== PROVIDED DATA ==

****

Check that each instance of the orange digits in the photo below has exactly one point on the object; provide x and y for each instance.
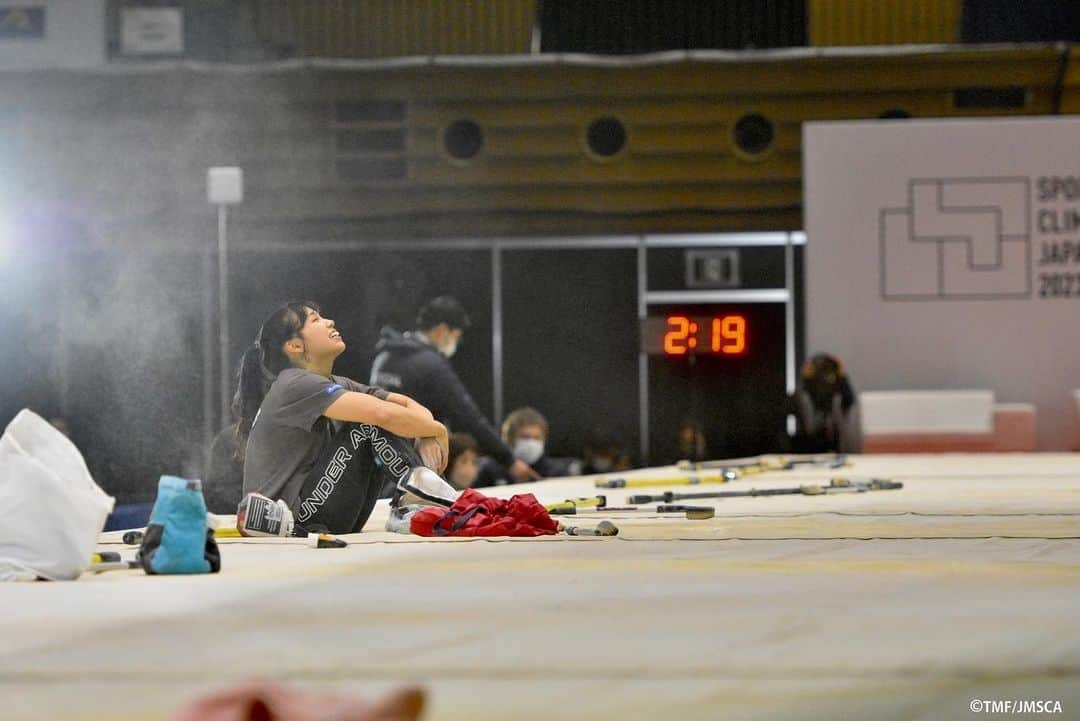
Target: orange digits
(731, 328)
(675, 339)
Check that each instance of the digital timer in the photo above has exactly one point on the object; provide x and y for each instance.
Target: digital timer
(676, 335)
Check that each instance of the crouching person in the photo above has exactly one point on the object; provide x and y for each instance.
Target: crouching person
(324, 445)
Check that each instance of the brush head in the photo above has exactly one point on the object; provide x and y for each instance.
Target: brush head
(607, 528)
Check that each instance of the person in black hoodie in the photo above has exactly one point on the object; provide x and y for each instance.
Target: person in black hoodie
(825, 408)
(417, 364)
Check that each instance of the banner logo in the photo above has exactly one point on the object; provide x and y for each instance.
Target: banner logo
(958, 239)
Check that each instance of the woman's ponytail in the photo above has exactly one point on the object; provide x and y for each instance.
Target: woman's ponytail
(261, 363)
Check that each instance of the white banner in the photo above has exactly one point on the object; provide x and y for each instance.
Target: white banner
(946, 255)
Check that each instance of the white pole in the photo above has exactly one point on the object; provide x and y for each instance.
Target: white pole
(223, 308)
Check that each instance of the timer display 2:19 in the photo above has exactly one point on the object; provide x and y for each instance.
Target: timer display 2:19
(674, 336)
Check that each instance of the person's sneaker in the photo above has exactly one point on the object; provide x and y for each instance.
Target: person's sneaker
(401, 518)
(423, 487)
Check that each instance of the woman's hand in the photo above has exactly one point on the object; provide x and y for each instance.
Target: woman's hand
(435, 450)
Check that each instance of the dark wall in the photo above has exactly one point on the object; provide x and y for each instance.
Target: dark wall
(570, 341)
(645, 26)
(1033, 21)
(134, 344)
(363, 290)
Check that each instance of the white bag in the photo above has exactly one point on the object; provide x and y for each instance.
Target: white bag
(51, 509)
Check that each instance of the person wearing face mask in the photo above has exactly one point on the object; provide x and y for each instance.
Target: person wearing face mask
(525, 432)
(417, 364)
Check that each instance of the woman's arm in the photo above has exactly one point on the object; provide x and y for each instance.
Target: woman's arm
(409, 421)
(408, 403)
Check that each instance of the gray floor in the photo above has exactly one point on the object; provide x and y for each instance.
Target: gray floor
(903, 604)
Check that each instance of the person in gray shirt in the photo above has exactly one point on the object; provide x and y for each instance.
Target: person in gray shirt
(325, 444)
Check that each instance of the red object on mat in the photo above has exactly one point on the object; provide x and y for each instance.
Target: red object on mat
(265, 701)
(475, 514)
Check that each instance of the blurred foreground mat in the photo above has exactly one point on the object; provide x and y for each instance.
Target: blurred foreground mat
(887, 606)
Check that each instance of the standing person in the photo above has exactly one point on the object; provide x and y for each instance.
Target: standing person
(325, 444)
(417, 364)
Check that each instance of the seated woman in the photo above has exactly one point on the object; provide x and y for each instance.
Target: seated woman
(325, 444)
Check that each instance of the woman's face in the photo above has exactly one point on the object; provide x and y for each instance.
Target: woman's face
(463, 473)
(321, 338)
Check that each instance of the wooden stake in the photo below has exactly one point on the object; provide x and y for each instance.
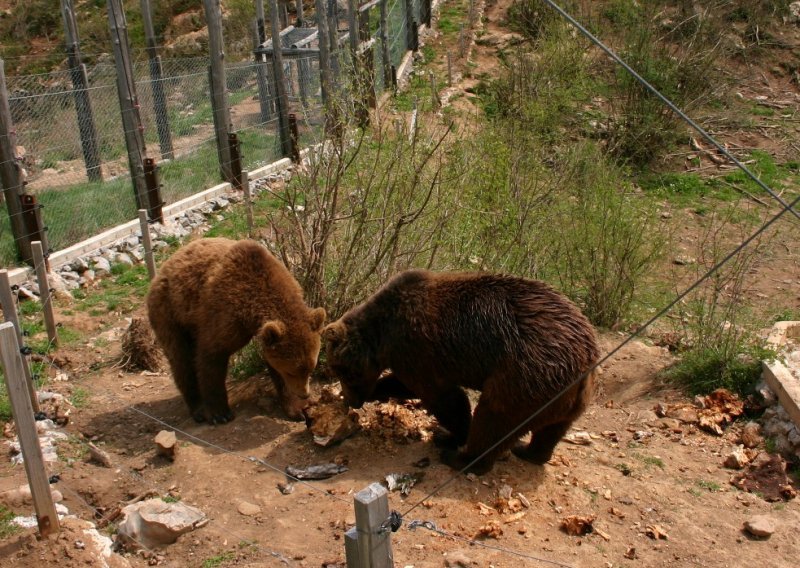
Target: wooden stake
(148, 244)
(22, 411)
(248, 202)
(10, 313)
(44, 292)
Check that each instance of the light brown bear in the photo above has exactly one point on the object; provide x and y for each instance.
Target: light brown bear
(209, 300)
(517, 341)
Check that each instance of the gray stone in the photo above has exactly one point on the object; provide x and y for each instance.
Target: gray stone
(761, 526)
(101, 265)
(248, 509)
(123, 258)
(751, 435)
(153, 523)
(79, 265)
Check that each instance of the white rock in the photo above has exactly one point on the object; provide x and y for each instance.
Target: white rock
(123, 258)
(248, 509)
(737, 459)
(101, 265)
(154, 523)
(761, 525)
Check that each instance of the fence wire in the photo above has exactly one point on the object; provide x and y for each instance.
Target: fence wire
(71, 141)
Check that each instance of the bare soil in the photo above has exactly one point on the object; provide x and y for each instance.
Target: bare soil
(639, 474)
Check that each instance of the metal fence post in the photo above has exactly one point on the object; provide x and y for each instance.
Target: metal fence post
(22, 410)
(368, 545)
(11, 315)
(129, 102)
(218, 86)
(11, 174)
(44, 292)
(156, 77)
(147, 243)
(281, 99)
(80, 83)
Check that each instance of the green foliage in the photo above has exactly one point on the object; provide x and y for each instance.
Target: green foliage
(605, 238)
(704, 370)
(219, 559)
(7, 528)
(80, 397)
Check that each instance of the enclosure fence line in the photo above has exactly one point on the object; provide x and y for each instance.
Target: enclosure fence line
(672, 106)
(178, 103)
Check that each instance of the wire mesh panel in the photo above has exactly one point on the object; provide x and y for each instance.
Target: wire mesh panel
(396, 31)
(48, 126)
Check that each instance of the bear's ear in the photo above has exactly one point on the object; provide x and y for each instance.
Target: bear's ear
(272, 332)
(334, 332)
(317, 319)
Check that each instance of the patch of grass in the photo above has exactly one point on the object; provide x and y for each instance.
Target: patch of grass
(624, 469)
(7, 528)
(711, 486)
(122, 293)
(650, 461)
(80, 397)
(701, 371)
(218, 560)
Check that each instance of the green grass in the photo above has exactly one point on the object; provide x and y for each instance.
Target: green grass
(701, 371)
(650, 461)
(7, 528)
(218, 560)
(711, 486)
(80, 397)
(121, 293)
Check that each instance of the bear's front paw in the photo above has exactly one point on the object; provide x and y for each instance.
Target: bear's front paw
(445, 440)
(222, 417)
(459, 461)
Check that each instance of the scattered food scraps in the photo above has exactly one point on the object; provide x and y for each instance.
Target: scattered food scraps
(766, 476)
(491, 529)
(403, 481)
(577, 525)
(656, 532)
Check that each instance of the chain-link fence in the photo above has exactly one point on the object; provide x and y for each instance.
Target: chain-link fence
(71, 140)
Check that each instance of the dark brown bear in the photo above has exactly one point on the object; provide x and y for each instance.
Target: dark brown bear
(517, 341)
(209, 300)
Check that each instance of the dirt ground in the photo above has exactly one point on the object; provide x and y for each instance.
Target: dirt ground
(656, 486)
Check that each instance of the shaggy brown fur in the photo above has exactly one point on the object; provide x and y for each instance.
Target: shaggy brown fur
(517, 341)
(209, 299)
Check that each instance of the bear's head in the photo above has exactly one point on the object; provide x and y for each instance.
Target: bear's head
(291, 347)
(353, 360)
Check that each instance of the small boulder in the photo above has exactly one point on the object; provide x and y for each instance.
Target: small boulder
(761, 526)
(751, 435)
(153, 523)
(737, 459)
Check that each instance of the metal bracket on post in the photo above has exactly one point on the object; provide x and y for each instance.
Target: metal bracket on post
(294, 138)
(154, 201)
(236, 159)
(35, 228)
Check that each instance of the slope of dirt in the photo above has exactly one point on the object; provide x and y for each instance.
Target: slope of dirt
(656, 486)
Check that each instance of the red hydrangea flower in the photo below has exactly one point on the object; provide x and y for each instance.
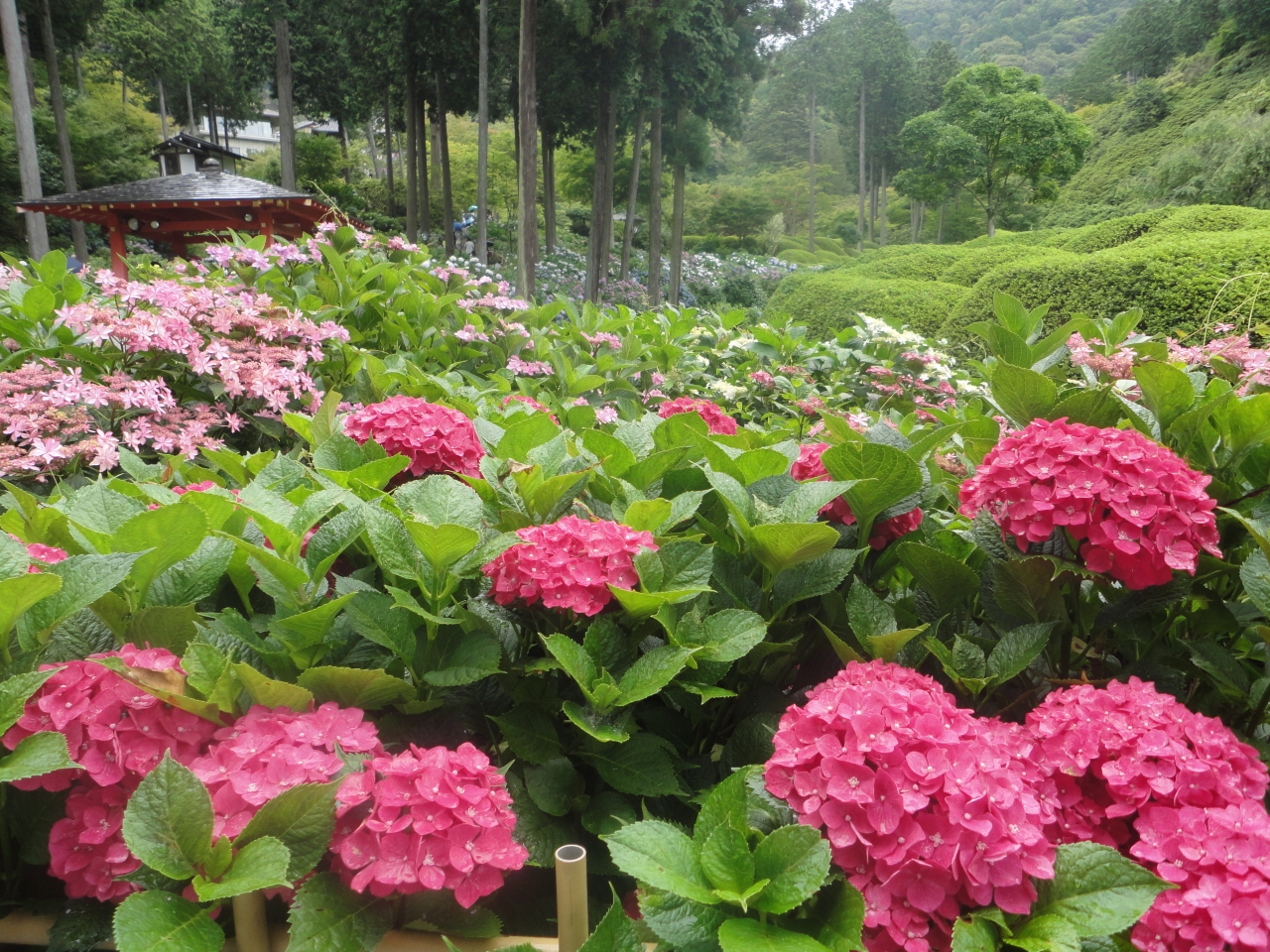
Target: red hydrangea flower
(717, 421)
(568, 563)
(1180, 793)
(436, 438)
(1135, 508)
(270, 751)
(112, 726)
(427, 819)
(810, 466)
(86, 848)
(929, 810)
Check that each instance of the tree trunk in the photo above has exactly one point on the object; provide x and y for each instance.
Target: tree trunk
(654, 208)
(881, 202)
(26, 59)
(412, 181)
(811, 173)
(286, 105)
(163, 111)
(343, 151)
(633, 197)
(549, 190)
(421, 125)
(527, 216)
(64, 137)
(483, 134)
(677, 232)
(860, 245)
(447, 197)
(373, 151)
(602, 189)
(24, 128)
(388, 153)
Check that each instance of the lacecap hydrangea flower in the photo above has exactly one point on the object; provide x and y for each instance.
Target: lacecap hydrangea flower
(427, 819)
(1135, 508)
(930, 810)
(568, 563)
(717, 421)
(86, 848)
(271, 751)
(435, 438)
(1180, 793)
(810, 466)
(112, 726)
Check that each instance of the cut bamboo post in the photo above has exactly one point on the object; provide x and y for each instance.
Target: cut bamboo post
(250, 927)
(572, 897)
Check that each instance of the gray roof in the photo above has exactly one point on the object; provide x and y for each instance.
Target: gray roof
(176, 188)
(200, 145)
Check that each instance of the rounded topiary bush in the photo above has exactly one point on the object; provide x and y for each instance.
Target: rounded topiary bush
(826, 301)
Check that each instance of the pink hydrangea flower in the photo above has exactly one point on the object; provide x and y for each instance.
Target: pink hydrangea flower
(711, 413)
(929, 810)
(271, 751)
(810, 466)
(1135, 508)
(1175, 789)
(112, 726)
(432, 819)
(86, 848)
(568, 563)
(435, 438)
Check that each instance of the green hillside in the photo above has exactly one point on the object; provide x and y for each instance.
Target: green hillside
(1182, 266)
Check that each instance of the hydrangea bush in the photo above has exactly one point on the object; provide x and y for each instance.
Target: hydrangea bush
(815, 645)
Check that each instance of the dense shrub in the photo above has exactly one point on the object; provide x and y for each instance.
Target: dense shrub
(828, 302)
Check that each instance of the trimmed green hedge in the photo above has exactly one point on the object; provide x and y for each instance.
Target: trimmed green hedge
(826, 301)
(1174, 263)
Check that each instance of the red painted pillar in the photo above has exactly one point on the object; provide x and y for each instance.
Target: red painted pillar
(118, 248)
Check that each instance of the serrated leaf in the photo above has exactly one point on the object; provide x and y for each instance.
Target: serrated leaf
(662, 856)
(261, 865)
(163, 920)
(168, 821)
(327, 916)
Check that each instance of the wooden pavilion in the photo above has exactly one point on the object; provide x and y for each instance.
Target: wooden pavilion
(185, 209)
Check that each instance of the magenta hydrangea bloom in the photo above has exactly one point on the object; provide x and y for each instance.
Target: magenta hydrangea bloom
(929, 810)
(112, 726)
(271, 751)
(568, 563)
(1180, 793)
(717, 421)
(435, 438)
(1135, 508)
(427, 819)
(86, 848)
(810, 466)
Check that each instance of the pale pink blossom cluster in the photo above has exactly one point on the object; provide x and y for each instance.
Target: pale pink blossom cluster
(1134, 506)
(427, 819)
(929, 810)
(568, 563)
(1252, 363)
(811, 466)
(112, 726)
(436, 438)
(270, 751)
(1178, 791)
(1116, 366)
(717, 421)
(529, 368)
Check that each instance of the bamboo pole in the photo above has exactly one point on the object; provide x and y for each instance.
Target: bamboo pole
(572, 897)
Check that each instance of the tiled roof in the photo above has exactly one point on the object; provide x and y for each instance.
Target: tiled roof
(176, 188)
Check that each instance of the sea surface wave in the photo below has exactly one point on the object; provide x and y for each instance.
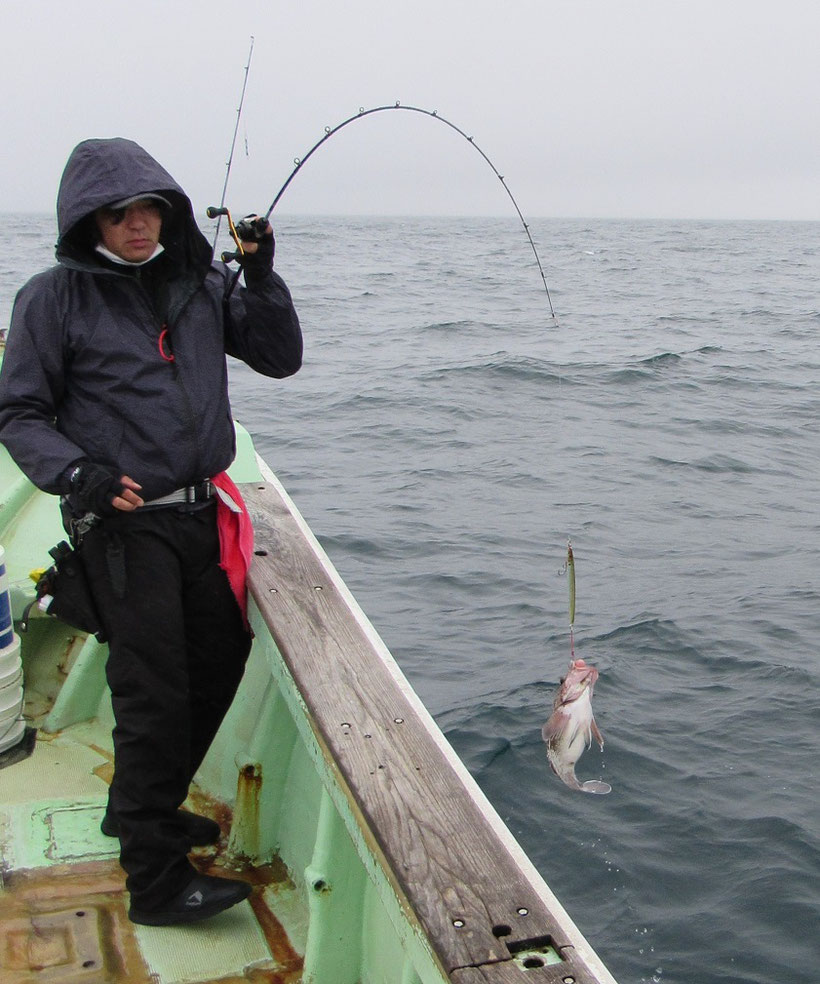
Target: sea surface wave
(446, 437)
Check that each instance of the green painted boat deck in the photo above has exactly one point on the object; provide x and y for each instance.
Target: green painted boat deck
(373, 855)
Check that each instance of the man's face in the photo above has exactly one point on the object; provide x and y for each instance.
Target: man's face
(132, 233)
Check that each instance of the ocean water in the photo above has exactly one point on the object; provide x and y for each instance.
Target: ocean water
(446, 437)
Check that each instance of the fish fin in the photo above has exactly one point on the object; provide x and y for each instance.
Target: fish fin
(554, 726)
(595, 786)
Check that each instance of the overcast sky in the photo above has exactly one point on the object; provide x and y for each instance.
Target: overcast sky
(645, 108)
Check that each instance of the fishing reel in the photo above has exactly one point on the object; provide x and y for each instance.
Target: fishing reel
(250, 229)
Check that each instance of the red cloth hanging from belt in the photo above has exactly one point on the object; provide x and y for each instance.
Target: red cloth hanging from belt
(235, 538)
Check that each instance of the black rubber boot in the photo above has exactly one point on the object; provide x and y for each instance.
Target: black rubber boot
(202, 897)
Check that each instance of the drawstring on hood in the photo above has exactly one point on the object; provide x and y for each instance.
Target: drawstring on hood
(102, 172)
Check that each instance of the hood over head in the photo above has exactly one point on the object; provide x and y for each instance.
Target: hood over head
(108, 172)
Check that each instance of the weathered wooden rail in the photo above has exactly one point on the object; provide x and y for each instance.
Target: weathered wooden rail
(427, 837)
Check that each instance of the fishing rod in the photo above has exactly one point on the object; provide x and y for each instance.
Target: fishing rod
(433, 114)
(221, 210)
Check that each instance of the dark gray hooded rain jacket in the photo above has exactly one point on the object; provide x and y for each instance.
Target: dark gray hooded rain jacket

****

== TASK TO COMPLETE ==
The answer consists only of the lines from the one containing "Check that each instance of the weathered" to the end of the records, each written out exactly.

== COMPLETE RESPONSE ==
Check that each instance of the weathered wooden rail in the photo above has exactly one point on the object; provide x and y for each instance.
Target: weathered wooden rail
(427, 837)
Check that each instance of the fishing rod in the photo above has exactly one point on the object; provide x and y for each instance.
Target: fishing rod
(433, 114)
(221, 210)
Check that each instance of the dark gray hooded rain jacket in the photo above has exactly one point on the object; provide x and y for each instance.
Target: dark gray hooded rain jacket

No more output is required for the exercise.